» **TEXTE EXTRAIT**
^^^^

Mais est-ce que votre récente rupture des rapports avec le LCGB ne vous éloigne pas davantage de ce but ?
D’abord, la rupture ne vient pas de nous, mais d’eux. Nous leur disons depuis toujours de nous rejoindre pour mieux travailler ensemble. Mais nous entendons toujours la même réponse : nous avons le droit d’exister en tant que syndicat chrétien, voire catholique. Alors que le travail syndical dans une entreprise n’a pas grand-chose à voir avec la croyance – qui est une chose privée. Il s’agit de donner la meilleure défense possible à l’ensemble du salariat. Un syndicat unique n’exclut pas la possibilité de discuter.
Votre travail n’est pas devenu plus difficile suite à la rupture ?
Non, pas vraiment. Nous collaborons avec eux tant qu’ils jouent selon les règles. Certes, il y a eu des problèmes, notamment pendant les négociations avec Arcelormittal, où le LCGB a cru devoir prendre des positions plutôt démagogiques. Mais cela n’a pas endommagé notre position.
« Ce serait intéressant de voir gagner en octobre un parti qui se dit contre le maintien de l’indexation des salaires et trois semaines plus tard voir gagner un syndicat qui revendique le contraire. »
Cette année a aussi été celle où on a vu les syndicats sous un mauvais jour, à cause des scandales dans les initiatives pour l’emploi. Même si, structurellement, l’OGBL et OPE sont deux choses différentes, les syndicats ont-ils perdu en crédibilité à cause de ces scandales ?
Question difficile. Personnellement je ne le pense pas. En tout cas, je n’ai pas ressenti de grandes différences avant ou après ces problèmes. Je pense qu’on a fait aussi un amalgame entre OGBL et OPE. Mais directement l’OGBL n’a été impliqué dans OPE que par la personnalité de John Castegnaro, qui l’a cofondé. Après, nous sommes allés dans des directions très différentes. Même si bien sûr il y a eu des membres de l’OGBL dans ces structures. Mais nous avons des membres dans beaucoup d’organisations, voire des partis politiques, les socialistes, les Verts et déi Lénk aussi. Au fond, ces initiatives ont tout de même témoigné d’un manque d’intérêt et de savoir-faire de l’Etat pour contrôler le chômage. Si tout avait été parfait, aucune de ces initiatives pour l’emploi n’aurait vu le jour. Il ne faut pas oublier cela non plus.
Restons dans le monde politique et posons la question à un million : quel parti est le plus proche de vos buts en tant que syndicat ?

^^^^

» **Entrées d'un jeu de données**
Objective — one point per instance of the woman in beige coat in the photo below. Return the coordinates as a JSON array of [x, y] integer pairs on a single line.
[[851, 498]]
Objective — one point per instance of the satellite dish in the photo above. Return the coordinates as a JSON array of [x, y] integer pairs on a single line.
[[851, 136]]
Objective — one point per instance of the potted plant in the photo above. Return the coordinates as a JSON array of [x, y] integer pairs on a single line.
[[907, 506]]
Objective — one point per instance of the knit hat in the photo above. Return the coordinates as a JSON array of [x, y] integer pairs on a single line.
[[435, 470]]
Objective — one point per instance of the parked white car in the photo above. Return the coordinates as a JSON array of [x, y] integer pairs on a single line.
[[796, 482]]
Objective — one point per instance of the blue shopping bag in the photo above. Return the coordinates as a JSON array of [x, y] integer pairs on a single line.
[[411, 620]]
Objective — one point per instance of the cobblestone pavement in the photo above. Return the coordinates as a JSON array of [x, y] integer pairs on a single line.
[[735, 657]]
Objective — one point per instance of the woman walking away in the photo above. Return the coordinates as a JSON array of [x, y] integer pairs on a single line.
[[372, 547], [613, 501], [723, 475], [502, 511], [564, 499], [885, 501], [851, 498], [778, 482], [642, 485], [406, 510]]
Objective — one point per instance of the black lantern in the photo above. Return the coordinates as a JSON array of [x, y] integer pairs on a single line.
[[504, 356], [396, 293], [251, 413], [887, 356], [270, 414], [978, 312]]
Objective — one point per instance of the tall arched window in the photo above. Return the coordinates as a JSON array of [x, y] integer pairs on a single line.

^^^^

» **TRAVAIL À FAIRE**
**A)** Répondez à ces questions sur l'entretien syndical :
(i) Pendant quelles négociations le LCGB a-t-il pris des positions jugées démagogiques ?
(ii) Qui a cofondé OPE ?
(iii) Quels partis politiques sont nommés comme comptant des membres de l'OGBL ?
**B)** Ces affirmations correspondent-elles à l'entretien syndical ? Répondez par oui ou non et citez les mots qui tranchent.
(i) La rupture des rapports avec le LCGB vient de l'OGBL.
(ii) La personne interrogée estime que les scandales ont fait perdre de la crédibilité aux syndicats.
(iii) Le travail de l'OGBL n'est pas devenu plus difficile après la rupture.
**C)** Écrivez la suite de l'entretien syndical en partant de sa dernière question.

» **RÉPONSES ATTENDUES**
**A)**
(i) Pendant les négociations avec Arcelormittal.
(ii) John Castegnaro.
(iii) Les socialistes, les Verts et déi Lénk.

**B)**
(i) Non : « la rupture ne vient pas de nous, mais d’eux ».
(ii) Non : « Personnellement je ne le pense pas. »
(iii) Oui : « Non, pas vraiment. »

**C)**
C’est une bonne question. Par rapport à ce que nous allons dire dans notre résolution, qu’on a arrêtée ce lundi, dans laquelle nous listons nos revendications, les gens peuvent choisir le parti qui les représente le mieux.
Votre président Jean-Claude Reding s’est tout de même rapproché publiquement de déi Lénk cet hiver lors d’une manifestation contre l’austérité.
Oui, en effet, cette déclaration a été faite. Mais c’était bien avant les élections anticipées. Pourtant, nous n’allons pas dire à nos adhérents pour qui ils doivent voter. C’est à eux de choisir parmi les candidats – et comme j’ai déjà dit vous pouvez trouver des militants et même des gens qui travaillent pour nous dans toutes les formations politiques qui se disent de gauche. De même que pour les élections sociales, vous trouvez des candidats OGBL affiliés à des partis différents.
Est-ce que vous voyez le risque que le résultat des élections parlementaires pourrait influer sur celui des élections sociales, qui se tiennent trois semaines plus tard ?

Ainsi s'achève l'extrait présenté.